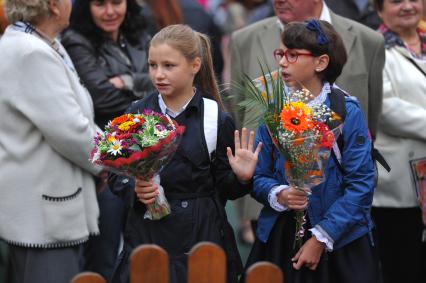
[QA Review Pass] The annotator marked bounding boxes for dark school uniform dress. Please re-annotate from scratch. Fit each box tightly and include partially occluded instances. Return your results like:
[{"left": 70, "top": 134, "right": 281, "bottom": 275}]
[
  {"left": 240, "top": 210, "right": 380, "bottom": 283},
  {"left": 110, "top": 91, "right": 252, "bottom": 283}
]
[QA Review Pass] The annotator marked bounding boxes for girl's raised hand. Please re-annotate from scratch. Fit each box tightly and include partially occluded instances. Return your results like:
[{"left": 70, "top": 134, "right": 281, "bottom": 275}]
[
  {"left": 226, "top": 128, "right": 262, "bottom": 182},
  {"left": 135, "top": 178, "right": 158, "bottom": 204}
]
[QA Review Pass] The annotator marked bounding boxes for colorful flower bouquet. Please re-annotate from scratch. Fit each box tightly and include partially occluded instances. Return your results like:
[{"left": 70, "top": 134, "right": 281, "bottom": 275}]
[
  {"left": 240, "top": 66, "right": 342, "bottom": 249},
  {"left": 90, "top": 109, "right": 184, "bottom": 220}
]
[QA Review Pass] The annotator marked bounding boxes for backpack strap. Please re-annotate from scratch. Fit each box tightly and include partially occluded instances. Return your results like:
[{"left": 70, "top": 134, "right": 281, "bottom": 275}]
[
  {"left": 328, "top": 87, "right": 347, "bottom": 172},
  {"left": 203, "top": 97, "right": 219, "bottom": 159},
  {"left": 328, "top": 87, "right": 391, "bottom": 172}
]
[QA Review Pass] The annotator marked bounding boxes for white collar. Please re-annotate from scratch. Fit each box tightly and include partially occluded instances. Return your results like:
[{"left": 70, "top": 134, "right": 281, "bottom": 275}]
[
  {"left": 307, "top": 82, "right": 331, "bottom": 106},
  {"left": 277, "top": 1, "right": 333, "bottom": 31},
  {"left": 158, "top": 93, "right": 194, "bottom": 118}
]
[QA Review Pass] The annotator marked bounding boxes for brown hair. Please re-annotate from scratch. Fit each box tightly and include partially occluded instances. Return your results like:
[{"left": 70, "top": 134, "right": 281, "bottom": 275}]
[
  {"left": 281, "top": 20, "right": 347, "bottom": 83},
  {"left": 146, "top": 0, "right": 183, "bottom": 29},
  {"left": 150, "top": 24, "right": 223, "bottom": 109}
]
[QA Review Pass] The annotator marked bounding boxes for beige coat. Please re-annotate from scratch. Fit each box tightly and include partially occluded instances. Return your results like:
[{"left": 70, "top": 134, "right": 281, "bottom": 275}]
[
  {"left": 0, "top": 27, "right": 100, "bottom": 247},
  {"left": 373, "top": 47, "right": 426, "bottom": 208}
]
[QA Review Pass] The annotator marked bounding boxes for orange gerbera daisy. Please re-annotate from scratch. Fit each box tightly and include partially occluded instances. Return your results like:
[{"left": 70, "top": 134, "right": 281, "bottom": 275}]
[
  {"left": 280, "top": 102, "right": 314, "bottom": 134},
  {"left": 111, "top": 114, "right": 129, "bottom": 125}
]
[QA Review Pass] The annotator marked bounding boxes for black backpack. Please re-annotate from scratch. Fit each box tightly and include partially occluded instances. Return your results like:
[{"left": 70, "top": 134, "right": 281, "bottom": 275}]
[{"left": 328, "top": 87, "right": 391, "bottom": 173}]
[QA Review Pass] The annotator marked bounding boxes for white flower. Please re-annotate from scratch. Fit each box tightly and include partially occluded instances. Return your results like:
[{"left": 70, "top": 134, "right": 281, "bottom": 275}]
[
  {"left": 92, "top": 148, "right": 101, "bottom": 162},
  {"left": 107, "top": 140, "right": 123, "bottom": 156}
]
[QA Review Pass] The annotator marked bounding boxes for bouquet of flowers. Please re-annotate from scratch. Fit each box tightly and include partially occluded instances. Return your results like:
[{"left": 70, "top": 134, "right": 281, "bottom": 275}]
[
  {"left": 240, "top": 66, "right": 342, "bottom": 248},
  {"left": 90, "top": 109, "right": 184, "bottom": 220}
]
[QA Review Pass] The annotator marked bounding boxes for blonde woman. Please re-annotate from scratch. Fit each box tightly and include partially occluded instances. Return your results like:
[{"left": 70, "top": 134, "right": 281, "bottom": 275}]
[{"left": 0, "top": 0, "right": 100, "bottom": 283}]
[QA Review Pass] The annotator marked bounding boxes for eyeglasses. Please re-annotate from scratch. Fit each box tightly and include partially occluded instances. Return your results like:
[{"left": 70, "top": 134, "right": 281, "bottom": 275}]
[{"left": 274, "top": 48, "right": 313, "bottom": 64}]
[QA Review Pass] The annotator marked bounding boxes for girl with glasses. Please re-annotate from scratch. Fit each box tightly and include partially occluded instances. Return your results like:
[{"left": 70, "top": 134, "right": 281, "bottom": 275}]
[{"left": 241, "top": 20, "right": 378, "bottom": 283}]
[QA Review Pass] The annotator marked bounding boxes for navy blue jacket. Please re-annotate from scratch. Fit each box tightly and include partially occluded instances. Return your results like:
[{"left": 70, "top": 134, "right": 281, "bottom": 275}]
[{"left": 252, "top": 95, "right": 376, "bottom": 249}]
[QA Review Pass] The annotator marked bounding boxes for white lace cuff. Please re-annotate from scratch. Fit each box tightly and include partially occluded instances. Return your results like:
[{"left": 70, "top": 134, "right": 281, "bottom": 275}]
[
  {"left": 268, "top": 185, "right": 289, "bottom": 212},
  {"left": 309, "top": 225, "right": 334, "bottom": 252}
]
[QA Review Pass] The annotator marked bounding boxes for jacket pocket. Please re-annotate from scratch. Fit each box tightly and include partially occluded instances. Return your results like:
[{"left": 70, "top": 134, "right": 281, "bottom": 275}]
[{"left": 42, "top": 188, "right": 88, "bottom": 242}]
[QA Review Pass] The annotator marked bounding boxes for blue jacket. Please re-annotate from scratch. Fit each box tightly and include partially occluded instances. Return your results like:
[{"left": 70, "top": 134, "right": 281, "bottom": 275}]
[{"left": 252, "top": 98, "right": 376, "bottom": 249}]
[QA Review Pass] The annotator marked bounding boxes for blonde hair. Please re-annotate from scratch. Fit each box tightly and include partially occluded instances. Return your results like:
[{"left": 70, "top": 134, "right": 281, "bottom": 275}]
[
  {"left": 150, "top": 24, "right": 223, "bottom": 109},
  {"left": 5, "top": 0, "right": 55, "bottom": 24}
]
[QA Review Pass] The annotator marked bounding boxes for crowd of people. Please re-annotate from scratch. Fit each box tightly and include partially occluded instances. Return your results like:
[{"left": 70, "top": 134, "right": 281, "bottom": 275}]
[{"left": 0, "top": 0, "right": 426, "bottom": 283}]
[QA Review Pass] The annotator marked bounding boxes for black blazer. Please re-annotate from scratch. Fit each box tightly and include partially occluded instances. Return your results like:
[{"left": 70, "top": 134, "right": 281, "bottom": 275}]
[{"left": 62, "top": 29, "right": 153, "bottom": 127}]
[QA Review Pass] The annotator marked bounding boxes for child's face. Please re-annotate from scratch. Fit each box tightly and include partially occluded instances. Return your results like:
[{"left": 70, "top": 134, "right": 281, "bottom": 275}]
[
  {"left": 148, "top": 43, "right": 200, "bottom": 99},
  {"left": 275, "top": 45, "right": 321, "bottom": 89}
]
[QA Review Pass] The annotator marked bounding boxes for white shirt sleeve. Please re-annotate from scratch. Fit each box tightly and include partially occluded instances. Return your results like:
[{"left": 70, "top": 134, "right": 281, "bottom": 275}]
[
  {"left": 309, "top": 225, "right": 334, "bottom": 252},
  {"left": 268, "top": 185, "right": 289, "bottom": 212}
]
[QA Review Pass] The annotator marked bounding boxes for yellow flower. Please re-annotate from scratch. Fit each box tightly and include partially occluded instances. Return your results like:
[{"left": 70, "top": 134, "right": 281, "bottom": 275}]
[
  {"left": 107, "top": 135, "right": 116, "bottom": 143},
  {"left": 290, "top": 101, "right": 312, "bottom": 116},
  {"left": 118, "top": 121, "right": 135, "bottom": 132}
]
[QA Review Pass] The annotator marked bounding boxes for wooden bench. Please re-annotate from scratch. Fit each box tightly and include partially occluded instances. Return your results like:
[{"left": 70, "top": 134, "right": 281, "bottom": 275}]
[{"left": 71, "top": 242, "right": 284, "bottom": 283}]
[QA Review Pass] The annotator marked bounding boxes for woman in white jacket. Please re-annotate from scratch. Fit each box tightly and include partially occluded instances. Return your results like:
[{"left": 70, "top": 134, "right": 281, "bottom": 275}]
[
  {"left": 0, "top": 0, "right": 100, "bottom": 283},
  {"left": 373, "top": 0, "right": 426, "bottom": 283}
]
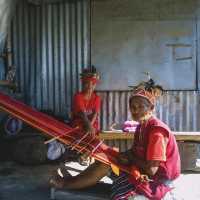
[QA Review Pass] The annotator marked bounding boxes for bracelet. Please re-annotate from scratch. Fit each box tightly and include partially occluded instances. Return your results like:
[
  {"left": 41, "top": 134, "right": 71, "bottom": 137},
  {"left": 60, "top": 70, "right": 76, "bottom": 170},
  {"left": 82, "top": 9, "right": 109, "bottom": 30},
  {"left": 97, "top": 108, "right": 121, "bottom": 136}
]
[{"left": 131, "top": 166, "right": 141, "bottom": 180}]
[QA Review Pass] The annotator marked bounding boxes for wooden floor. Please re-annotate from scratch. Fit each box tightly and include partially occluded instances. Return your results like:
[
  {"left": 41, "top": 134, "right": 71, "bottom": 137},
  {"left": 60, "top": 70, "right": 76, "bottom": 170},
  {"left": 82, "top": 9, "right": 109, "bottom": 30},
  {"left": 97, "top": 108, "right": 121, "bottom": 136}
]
[{"left": 100, "top": 131, "right": 200, "bottom": 142}]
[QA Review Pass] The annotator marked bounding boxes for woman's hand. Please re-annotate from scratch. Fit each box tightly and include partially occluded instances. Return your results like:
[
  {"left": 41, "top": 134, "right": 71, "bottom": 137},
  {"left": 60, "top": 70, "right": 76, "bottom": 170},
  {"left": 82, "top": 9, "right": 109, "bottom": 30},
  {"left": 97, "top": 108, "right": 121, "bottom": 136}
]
[{"left": 117, "top": 152, "right": 131, "bottom": 165}]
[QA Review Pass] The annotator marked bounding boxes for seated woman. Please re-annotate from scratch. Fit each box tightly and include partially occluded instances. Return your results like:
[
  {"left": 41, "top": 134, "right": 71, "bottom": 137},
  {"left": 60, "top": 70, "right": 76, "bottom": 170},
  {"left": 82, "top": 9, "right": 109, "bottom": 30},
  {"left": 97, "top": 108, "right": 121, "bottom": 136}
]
[{"left": 50, "top": 79, "right": 180, "bottom": 200}]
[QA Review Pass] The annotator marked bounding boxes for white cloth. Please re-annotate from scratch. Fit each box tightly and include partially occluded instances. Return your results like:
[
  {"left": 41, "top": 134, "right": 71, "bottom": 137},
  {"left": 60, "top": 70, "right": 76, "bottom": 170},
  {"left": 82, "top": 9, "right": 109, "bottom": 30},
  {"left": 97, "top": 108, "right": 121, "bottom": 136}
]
[{"left": 47, "top": 140, "right": 65, "bottom": 160}]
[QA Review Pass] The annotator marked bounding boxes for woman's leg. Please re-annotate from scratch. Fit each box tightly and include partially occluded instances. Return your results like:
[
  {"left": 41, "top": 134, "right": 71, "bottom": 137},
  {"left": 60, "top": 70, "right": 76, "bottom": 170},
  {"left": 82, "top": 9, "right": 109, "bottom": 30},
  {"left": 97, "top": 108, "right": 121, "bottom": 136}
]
[{"left": 50, "top": 161, "right": 110, "bottom": 189}]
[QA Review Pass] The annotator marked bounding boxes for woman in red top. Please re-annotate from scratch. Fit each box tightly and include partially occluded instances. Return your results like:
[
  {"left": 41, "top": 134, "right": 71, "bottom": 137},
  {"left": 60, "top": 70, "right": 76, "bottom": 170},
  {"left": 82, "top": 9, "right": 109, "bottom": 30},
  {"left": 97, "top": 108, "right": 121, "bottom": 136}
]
[
  {"left": 50, "top": 79, "right": 180, "bottom": 200},
  {"left": 71, "top": 66, "right": 101, "bottom": 136}
]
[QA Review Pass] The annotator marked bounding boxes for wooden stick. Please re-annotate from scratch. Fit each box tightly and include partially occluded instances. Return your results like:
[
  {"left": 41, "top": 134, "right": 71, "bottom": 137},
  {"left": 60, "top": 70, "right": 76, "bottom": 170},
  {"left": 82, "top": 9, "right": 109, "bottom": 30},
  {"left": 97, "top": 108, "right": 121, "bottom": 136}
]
[
  {"left": 44, "top": 126, "right": 79, "bottom": 144},
  {"left": 71, "top": 133, "right": 89, "bottom": 150}
]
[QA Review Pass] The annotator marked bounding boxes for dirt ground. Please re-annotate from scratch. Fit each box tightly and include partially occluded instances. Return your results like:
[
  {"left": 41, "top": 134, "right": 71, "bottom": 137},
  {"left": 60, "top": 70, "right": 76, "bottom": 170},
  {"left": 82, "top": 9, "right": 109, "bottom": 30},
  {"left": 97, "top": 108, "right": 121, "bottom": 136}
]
[{"left": 0, "top": 161, "right": 200, "bottom": 200}]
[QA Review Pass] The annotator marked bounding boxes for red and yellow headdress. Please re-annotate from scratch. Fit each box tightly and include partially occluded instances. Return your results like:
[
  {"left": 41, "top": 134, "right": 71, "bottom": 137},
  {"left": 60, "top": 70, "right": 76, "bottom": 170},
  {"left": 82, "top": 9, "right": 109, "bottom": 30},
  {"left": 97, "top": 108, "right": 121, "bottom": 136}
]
[
  {"left": 131, "top": 78, "right": 164, "bottom": 105},
  {"left": 80, "top": 66, "right": 100, "bottom": 83}
]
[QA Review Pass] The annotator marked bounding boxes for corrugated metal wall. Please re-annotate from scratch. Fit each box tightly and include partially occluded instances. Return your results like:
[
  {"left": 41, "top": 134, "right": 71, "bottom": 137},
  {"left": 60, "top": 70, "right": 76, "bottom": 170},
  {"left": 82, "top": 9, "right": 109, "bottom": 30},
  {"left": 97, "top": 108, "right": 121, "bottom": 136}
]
[
  {"left": 98, "top": 91, "right": 200, "bottom": 131},
  {"left": 10, "top": 0, "right": 200, "bottom": 131},
  {"left": 11, "top": 0, "right": 89, "bottom": 116}
]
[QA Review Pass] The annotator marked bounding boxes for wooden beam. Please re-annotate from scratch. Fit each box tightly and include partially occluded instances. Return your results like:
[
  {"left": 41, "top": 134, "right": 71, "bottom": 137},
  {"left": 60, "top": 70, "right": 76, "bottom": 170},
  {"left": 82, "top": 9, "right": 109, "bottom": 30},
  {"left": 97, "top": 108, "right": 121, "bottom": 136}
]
[{"left": 99, "top": 131, "right": 200, "bottom": 142}]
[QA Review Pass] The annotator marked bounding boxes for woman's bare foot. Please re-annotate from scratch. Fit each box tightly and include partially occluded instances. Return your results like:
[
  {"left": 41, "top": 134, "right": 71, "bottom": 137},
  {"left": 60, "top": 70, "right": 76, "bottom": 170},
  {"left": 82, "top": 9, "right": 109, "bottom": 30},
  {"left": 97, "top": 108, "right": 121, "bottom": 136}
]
[{"left": 49, "top": 175, "right": 65, "bottom": 189}]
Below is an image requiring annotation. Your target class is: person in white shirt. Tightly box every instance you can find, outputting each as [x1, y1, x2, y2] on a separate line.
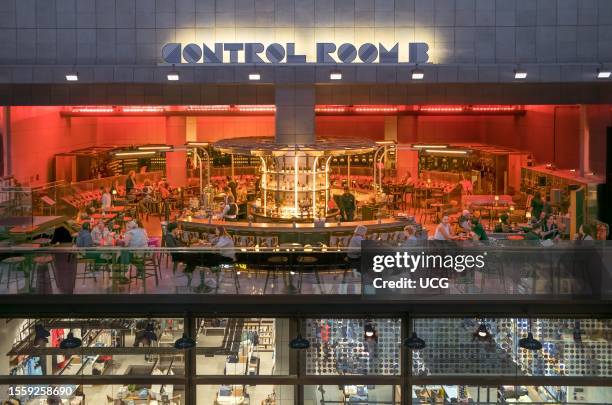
[100, 187, 113, 211]
[434, 215, 453, 240]
[91, 220, 110, 246]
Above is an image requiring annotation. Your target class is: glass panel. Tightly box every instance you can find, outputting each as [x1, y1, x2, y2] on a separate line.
[412, 385, 612, 405]
[0, 318, 185, 376]
[197, 384, 295, 405]
[412, 318, 612, 377]
[197, 318, 290, 375]
[0, 383, 185, 405]
[304, 385, 401, 405]
[305, 319, 401, 375]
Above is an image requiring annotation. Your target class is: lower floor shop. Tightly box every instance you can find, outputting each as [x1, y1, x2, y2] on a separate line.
[0, 315, 612, 405]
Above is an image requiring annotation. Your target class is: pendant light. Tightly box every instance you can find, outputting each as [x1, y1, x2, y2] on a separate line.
[174, 333, 196, 350]
[473, 319, 493, 342]
[60, 318, 83, 350]
[404, 319, 427, 350]
[34, 323, 51, 347]
[289, 319, 310, 350]
[519, 318, 542, 351]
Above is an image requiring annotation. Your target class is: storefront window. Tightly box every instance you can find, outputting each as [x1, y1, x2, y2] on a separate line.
[412, 318, 612, 377]
[196, 318, 289, 376]
[305, 319, 401, 375]
[412, 385, 612, 405]
[197, 384, 296, 405]
[304, 384, 401, 405]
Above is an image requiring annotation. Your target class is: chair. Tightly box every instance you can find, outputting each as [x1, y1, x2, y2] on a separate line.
[30, 255, 59, 291]
[0, 256, 27, 288]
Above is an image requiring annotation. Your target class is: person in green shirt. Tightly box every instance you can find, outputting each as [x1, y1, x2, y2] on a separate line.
[340, 186, 356, 222]
[472, 218, 489, 240]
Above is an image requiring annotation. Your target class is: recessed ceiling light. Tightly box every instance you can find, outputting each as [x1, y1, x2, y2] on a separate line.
[597, 69, 612, 79]
[514, 69, 527, 80]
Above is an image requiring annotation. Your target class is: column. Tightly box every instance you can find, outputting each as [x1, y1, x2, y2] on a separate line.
[579, 104, 591, 176]
[275, 84, 315, 144]
[166, 117, 187, 187]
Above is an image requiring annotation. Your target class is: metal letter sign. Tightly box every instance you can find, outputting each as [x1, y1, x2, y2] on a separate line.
[162, 42, 429, 65]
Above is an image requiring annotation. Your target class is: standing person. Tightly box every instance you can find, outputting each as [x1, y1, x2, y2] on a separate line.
[531, 191, 544, 220]
[346, 225, 368, 272]
[227, 176, 238, 201]
[434, 215, 453, 240]
[100, 186, 113, 211]
[340, 186, 356, 222]
[125, 170, 136, 195]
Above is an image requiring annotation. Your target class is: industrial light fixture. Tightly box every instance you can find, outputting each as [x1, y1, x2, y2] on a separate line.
[514, 67, 527, 80]
[166, 65, 181, 82]
[114, 150, 155, 156]
[289, 333, 310, 350]
[519, 319, 542, 351]
[66, 72, 79, 82]
[425, 149, 467, 155]
[60, 329, 83, 350]
[174, 333, 196, 350]
[597, 67, 612, 79]
[473, 319, 493, 342]
[34, 323, 51, 347]
[404, 320, 427, 350]
[410, 65, 425, 80]
[363, 319, 378, 340]
[138, 145, 172, 150]
[134, 320, 157, 347]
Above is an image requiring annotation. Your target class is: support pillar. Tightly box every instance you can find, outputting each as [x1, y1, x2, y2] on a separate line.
[579, 104, 591, 176]
[166, 117, 187, 187]
[275, 84, 315, 145]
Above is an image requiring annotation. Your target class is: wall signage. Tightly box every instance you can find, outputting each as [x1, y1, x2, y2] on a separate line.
[162, 42, 429, 64]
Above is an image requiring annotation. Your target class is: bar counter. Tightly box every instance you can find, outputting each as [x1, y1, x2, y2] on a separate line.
[178, 217, 409, 244]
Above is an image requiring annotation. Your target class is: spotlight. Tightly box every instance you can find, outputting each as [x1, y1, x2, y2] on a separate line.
[289, 333, 310, 350]
[519, 331, 542, 351]
[404, 332, 426, 350]
[597, 69, 612, 79]
[134, 321, 157, 347]
[34, 323, 51, 347]
[60, 331, 82, 350]
[174, 333, 196, 350]
[329, 70, 342, 80]
[472, 319, 493, 342]
[514, 69, 527, 80]
[363, 320, 378, 340]
[66, 72, 79, 82]
[411, 67, 425, 80]
[166, 65, 181, 82]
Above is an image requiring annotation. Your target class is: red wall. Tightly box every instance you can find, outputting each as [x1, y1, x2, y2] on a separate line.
[10, 107, 96, 186]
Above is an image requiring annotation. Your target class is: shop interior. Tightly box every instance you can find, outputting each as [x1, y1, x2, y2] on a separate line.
[0, 318, 612, 405]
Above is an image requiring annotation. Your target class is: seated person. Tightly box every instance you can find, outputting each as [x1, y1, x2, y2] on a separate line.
[458, 210, 472, 233]
[540, 215, 559, 240]
[76, 222, 94, 247]
[221, 195, 238, 221]
[403, 225, 417, 246]
[472, 218, 489, 240]
[433, 215, 453, 240]
[91, 220, 110, 246]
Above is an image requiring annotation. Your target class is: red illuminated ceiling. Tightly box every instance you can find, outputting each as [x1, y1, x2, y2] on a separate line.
[61, 104, 525, 117]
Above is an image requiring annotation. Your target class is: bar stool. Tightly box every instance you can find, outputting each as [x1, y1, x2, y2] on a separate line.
[30, 255, 59, 292]
[0, 256, 27, 288]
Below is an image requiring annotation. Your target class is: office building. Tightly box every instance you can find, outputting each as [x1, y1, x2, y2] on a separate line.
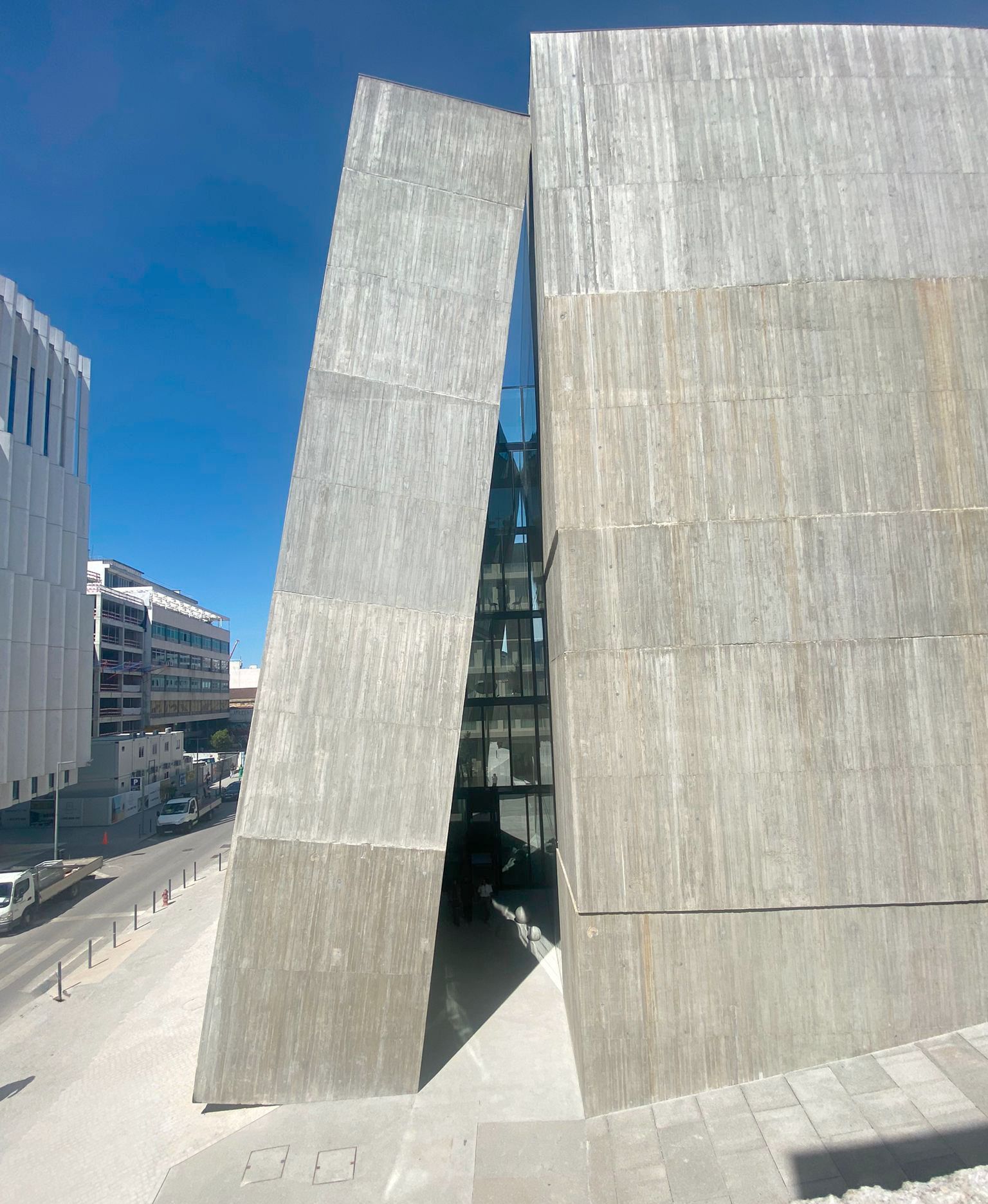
____
== WORK TO BE COMPLETED ==
Reproduce the lines in the records above word for word, starting at the line that contains "class is: support" and ending after the line that contains "[275, 84, 315, 145]".

== THE ANSWER ==
Above is an image requiring annotation. Your target class is: support pillar. Tightly box every instance you can find, outputting each as [x1, y1, x2, y2] on a separate line.
[579, 104, 591, 176]
[166, 117, 187, 187]
[275, 84, 315, 145]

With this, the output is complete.